→ **Task to carry out**
Put every line of the items below into a JSON list of strings, one string per line, leaving out any blank lines.

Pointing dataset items
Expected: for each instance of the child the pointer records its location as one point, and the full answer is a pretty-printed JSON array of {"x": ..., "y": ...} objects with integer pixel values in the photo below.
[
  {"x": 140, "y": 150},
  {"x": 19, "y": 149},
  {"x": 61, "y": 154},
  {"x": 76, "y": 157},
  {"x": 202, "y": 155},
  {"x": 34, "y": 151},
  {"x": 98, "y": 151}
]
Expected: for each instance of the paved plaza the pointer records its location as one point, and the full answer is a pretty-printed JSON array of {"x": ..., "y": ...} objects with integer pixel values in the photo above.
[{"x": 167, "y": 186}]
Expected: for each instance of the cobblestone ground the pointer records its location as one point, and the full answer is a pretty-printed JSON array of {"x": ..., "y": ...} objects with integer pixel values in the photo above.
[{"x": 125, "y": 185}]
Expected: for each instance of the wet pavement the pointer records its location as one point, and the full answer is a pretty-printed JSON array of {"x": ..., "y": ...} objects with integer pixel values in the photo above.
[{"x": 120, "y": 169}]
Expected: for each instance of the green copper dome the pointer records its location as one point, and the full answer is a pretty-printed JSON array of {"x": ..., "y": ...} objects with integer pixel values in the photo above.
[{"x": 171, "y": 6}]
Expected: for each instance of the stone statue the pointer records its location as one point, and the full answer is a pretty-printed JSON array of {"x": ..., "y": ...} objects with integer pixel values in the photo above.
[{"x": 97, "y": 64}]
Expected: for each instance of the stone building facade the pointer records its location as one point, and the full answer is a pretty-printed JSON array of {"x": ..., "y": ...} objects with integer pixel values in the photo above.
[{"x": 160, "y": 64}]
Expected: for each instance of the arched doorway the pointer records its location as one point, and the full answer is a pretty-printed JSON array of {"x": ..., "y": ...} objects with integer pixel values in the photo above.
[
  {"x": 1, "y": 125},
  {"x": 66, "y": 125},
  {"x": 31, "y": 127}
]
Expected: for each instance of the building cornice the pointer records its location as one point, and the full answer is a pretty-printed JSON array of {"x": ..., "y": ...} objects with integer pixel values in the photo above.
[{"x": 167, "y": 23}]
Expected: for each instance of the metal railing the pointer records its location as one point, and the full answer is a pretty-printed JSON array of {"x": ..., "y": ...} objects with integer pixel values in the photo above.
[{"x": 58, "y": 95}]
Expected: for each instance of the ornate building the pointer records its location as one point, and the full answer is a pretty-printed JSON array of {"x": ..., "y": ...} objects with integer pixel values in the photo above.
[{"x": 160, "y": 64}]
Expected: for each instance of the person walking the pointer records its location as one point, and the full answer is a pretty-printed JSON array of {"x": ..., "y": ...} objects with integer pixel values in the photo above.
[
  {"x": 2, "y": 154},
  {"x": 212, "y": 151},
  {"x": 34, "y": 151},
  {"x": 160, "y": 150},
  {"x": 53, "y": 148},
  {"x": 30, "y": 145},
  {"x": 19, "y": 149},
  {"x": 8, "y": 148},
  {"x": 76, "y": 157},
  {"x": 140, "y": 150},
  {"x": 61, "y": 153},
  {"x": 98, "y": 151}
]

→ **Correct output**
[
  "Expected: for each instance of the child the pointer records its location as one point, and the full answer is a pretty-printed JSON array of {\"x\": ..., \"y\": ...} objects with integer pixel values in the photo below.",
  "[",
  "  {\"x\": 140, \"y\": 150},",
  "  {\"x\": 19, \"y\": 149},",
  "  {\"x\": 61, \"y\": 154},",
  "  {\"x\": 76, \"y\": 157},",
  "  {\"x\": 202, \"y\": 155},",
  "  {\"x\": 34, \"y\": 151},",
  "  {\"x\": 98, \"y\": 151}",
  "]",
  "Expected: for each instance of the paved plaza the pointer records its location as one point, and the full answer is a pretty-printed JSON array of {\"x\": ..., \"y\": ...} objects with integer pixel values in the photo above.",
  "[{\"x\": 167, \"y\": 186}]",
  "Expected: for each instance of the cobblestone ground the pointer records its location as one point, and the full answer is a pretty-printed JSON array of {\"x\": ..., \"y\": ...} objects with integer pixel values in the photo above.",
  "[{\"x\": 125, \"y\": 185}]",
  "Expected: for each instance of the wet pavement the pointer records its location as one point, and the full answer is a pretty-printed JSON array of {\"x\": ..., \"y\": ...} objects with integer pixel values in the photo above.",
  "[{\"x\": 120, \"y\": 169}]",
  "Expected: for each instance of the green copper dome the pointer records its location as one point, and the full answer is a pretty-printed JSON array of {\"x\": ..., \"y\": ...} objects with integer pixel values in the photo above.",
  "[{\"x\": 171, \"y\": 6}]",
  "Expected: for each instance of the stone statue the pointer records its location as one point, and the full answer is a pretty-printed JSON array of {\"x\": ..., \"y\": ...} objects with integer pixel values in the photo above.",
  "[{\"x\": 97, \"y\": 64}]",
  "Expected: for each instance of the stone building facade the pointer records its location as one point, and the full answer is a pretty-printed JSON array of {\"x\": ..., \"y\": ...} objects with integer pixel values in the photo above.",
  "[{\"x\": 160, \"y\": 64}]",
  "Expected: for each instance of the arched doorway the pointer records its location as one point, and the full answer is a pretty-printed JSON array of {\"x\": ..., \"y\": ...} objects with integer pixel values in the photo above.",
  "[",
  "  {\"x\": 1, \"y\": 125},",
  "  {\"x\": 66, \"y\": 125},",
  "  {\"x\": 31, \"y\": 127}",
  "]",
  "Expected: for each instance of the building cornice the pointer records its location as one point, and the full answer is a pretty-printed JSON array of {\"x\": ..., \"y\": ...} objects with integer pixel values in the photo above.",
  "[{\"x\": 167, \"y\": 23}]",
  "Expected: for each instance of the metal railing the pointer records its location as one point, and the full answer is a pretty-printed JSON array of {\"x\": ..., \"y\": ...} objects with integer pixel values in the photo above.",
  "[{\"x\": 58, \"y\": 95}]",
  "Expected: for each instance of the ornate building the pointer records its location as one point, and the full answer is a pretty-printed JSON array of {\"x\": ..., \"y\": ...} objects with integer pixel values in the photo above.",
  "[{\"x\": 160, \"y\": 64}]",
  "Expected: for each instance of the person walking the pointer records its location as one point, and the full answer is a pretty-printed JSON array of {\"x\": ..., \"y\": ...} objects with integer pixel values in the photo above.",
  "[",
  "  {\"x\": 2, \"y\": 154},",
  "  {\"x\": 212, \"y\": 151},",
  "  {\"x\": 34, \"y\": 151},",
  "  {\"x\": 160, \"y\": 150},",
  "  {\"x\": 53, \"y\": 148},",
  "  {\"x\": 30, \"y\": 145},",
  "  {\"x\": 19, \"y\": 149},",
  "  {\"x\": 8, \"y\": 148},",
  "  {\"x\": 76, \"y\": 157},",
  "  {\"x\": 140, \"y\": 150},",
  "  {\"x\": 61, \"y\": 153},",
  "  {\"x\": 98, \"y\": 151}",
  "]"
]